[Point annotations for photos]
.....

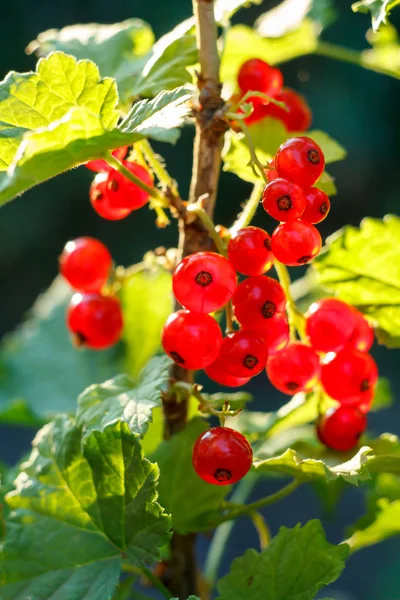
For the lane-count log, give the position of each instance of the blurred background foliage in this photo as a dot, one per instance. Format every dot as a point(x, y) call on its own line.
point(359, 108)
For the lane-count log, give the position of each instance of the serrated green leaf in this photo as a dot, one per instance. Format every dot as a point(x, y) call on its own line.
point(147, 301)
point(362, 267)
point(119, 50)
point(188, 498)
point(295, 565)
point(89, 504)
point(122, 399)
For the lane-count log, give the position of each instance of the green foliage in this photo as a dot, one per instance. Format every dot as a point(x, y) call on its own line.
point(120, 399)
point(362, 266)
point(294, 566)
point(89, 504)
point(183, 494)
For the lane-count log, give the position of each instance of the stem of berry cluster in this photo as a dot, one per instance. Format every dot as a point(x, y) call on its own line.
point(181, 574)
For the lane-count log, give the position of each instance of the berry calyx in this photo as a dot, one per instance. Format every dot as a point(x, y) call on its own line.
point(243, 353)
point(349, 376)
point(257, 300)
point(341, 428)
point(257, 75)
point(295, 243)
point(204, 282)
point(192, 340)
point(317, 205)
point(222, 456)
point(329, 325)
point(101, 165)
point(218, 373)
point(283, 200)
point(300, 160)
point(249, 251)
point(94, 320)
point(101, 199)
point(294, 369)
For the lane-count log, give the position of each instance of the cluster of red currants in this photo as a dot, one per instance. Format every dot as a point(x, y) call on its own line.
point(94, 318)
point(291, 199)
point(255, 75)
point(114, 196)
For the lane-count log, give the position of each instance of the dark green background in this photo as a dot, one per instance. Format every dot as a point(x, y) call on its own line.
point(358, 108)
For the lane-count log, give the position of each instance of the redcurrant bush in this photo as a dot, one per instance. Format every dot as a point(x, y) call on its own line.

.....

**WHAT YOU HAVE TO DO**
Rescale the data between the lines holding "of the stem" and "point(294, 369)", inclusive, and give those lines again with the requests included. Multiply every x and y coordinate in the answers by 0.4 and round to whole numbers, halves up, leaving the requests and their format samples unchanged.

**THE RESULT**
For the lane-count log, give the position of each instance of the stem of berry cluster in this photo as a dot, one per instance. Format every dot as a point(x, y) call on its own line.
point(72, 230)
For the lane-count log, give the position of each instance of the berry calyx in this photo as a dot, one per instance. Format every dot as a point(x, y) call on its own line.
point(97, 141)
point(140, 150)
point(103, 120)
point(136, 171)
point(103, 30)
point(118, 97)
point(82, 113)
point(77, 136)
point(127, 82)
point(89, 182)
point(132, 130)
point(40, 66)
point(87, 149)
point(113, 80)
point(120, 64)
point(100, 100)
point(38, 128)
point(40, 80)
point(118, 148)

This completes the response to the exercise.